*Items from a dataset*
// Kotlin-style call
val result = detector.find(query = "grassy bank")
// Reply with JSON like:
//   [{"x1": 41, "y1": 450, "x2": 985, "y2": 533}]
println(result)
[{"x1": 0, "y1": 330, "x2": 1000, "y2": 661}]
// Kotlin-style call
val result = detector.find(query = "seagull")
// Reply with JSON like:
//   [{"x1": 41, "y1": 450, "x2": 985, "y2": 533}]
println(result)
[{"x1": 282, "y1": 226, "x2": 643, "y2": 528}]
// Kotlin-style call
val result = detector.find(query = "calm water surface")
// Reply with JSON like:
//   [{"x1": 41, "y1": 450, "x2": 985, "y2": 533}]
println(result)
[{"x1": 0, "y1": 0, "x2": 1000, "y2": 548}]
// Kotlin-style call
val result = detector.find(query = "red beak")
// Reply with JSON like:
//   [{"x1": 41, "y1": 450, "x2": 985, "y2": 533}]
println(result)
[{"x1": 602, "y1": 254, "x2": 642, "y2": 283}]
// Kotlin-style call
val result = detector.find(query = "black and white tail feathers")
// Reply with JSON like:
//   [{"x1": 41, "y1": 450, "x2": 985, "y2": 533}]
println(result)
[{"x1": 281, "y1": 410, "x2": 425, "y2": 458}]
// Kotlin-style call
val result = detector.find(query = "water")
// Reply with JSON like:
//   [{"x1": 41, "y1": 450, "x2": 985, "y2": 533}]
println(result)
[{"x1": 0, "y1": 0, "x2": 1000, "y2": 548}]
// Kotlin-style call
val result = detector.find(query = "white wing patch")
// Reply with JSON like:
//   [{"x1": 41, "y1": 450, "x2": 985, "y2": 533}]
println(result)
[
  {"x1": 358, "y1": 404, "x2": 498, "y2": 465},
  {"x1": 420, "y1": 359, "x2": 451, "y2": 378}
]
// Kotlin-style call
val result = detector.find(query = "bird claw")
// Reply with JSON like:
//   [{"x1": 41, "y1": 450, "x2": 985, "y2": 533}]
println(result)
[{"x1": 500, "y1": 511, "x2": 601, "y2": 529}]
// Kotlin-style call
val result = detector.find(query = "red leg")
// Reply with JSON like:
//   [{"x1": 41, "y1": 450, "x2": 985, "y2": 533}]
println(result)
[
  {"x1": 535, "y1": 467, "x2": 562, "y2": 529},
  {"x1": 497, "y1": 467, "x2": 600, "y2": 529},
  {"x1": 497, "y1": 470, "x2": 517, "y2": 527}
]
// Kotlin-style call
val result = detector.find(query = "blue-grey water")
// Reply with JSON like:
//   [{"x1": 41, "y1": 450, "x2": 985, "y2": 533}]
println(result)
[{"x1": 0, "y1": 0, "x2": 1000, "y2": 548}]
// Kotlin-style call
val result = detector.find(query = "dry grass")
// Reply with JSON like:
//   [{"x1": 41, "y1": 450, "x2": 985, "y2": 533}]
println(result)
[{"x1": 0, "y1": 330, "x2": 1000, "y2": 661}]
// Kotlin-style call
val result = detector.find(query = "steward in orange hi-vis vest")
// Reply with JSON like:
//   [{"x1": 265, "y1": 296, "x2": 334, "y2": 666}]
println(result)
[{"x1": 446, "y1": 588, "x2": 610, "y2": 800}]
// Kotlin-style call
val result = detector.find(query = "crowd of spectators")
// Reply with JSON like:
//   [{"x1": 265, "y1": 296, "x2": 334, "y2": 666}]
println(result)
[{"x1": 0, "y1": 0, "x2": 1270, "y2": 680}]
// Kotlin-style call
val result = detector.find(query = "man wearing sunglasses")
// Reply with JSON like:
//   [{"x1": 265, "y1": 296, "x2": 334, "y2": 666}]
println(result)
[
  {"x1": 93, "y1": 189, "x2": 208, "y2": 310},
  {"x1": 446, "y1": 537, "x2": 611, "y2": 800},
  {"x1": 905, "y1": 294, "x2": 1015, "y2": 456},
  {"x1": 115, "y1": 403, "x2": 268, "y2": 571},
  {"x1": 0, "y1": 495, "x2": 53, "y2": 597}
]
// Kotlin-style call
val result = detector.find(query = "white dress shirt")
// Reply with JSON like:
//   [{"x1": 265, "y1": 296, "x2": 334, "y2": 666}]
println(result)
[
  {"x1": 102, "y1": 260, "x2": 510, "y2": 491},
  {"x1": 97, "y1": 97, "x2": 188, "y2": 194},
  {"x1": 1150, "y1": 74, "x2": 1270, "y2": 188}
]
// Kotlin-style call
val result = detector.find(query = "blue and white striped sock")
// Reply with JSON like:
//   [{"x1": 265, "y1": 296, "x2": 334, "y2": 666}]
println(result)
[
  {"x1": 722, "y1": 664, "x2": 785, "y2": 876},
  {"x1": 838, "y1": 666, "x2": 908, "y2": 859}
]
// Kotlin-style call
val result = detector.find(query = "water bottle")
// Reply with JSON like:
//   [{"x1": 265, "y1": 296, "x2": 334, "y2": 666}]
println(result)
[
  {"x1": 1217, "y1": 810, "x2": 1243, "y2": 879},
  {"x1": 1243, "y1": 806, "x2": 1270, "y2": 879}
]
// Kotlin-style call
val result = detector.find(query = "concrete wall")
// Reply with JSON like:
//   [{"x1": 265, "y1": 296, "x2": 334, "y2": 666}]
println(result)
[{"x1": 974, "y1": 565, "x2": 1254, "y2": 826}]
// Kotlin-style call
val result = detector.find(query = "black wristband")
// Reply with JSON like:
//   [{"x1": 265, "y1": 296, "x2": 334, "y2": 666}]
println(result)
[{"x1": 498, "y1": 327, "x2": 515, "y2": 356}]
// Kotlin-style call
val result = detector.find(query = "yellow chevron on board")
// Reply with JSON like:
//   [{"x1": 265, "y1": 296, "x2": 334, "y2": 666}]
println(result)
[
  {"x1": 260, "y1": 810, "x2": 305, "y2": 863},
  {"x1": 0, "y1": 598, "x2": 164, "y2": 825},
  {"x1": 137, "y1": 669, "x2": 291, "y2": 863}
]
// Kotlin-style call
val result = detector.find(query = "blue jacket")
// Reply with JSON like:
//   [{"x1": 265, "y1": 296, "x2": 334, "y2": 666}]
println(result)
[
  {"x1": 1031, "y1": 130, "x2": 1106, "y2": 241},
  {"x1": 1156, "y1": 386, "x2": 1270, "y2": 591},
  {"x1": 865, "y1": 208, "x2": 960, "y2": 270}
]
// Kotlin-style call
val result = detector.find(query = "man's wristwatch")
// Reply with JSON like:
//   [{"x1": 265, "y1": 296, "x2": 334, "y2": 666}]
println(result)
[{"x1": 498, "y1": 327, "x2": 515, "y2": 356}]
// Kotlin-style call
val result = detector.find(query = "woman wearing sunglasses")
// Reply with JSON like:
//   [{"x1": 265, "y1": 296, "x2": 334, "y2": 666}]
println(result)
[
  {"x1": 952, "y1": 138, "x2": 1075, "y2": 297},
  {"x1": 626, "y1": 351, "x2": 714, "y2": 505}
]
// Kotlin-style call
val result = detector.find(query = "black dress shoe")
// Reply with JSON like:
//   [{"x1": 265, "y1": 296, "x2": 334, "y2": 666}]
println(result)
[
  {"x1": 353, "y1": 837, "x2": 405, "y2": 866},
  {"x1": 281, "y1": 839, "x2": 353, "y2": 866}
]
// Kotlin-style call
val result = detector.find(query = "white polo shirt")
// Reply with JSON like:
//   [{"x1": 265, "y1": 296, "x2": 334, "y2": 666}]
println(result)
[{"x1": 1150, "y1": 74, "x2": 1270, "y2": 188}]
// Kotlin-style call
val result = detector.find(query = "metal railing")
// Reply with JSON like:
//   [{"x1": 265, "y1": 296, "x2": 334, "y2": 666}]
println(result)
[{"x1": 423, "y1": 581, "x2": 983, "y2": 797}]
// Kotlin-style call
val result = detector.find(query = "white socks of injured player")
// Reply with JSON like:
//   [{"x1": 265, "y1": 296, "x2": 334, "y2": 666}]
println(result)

*TASK*
Return every line of the entries above that contains the word "water". Case counts.

*RESULT OF THIS EXERCISE*
val result = detector.find(query = "calm water surface")
val result = detector.find(query = "water")
val result = detector.find(query = "blue-grey water")
val result = detector.find(query = "water bottle")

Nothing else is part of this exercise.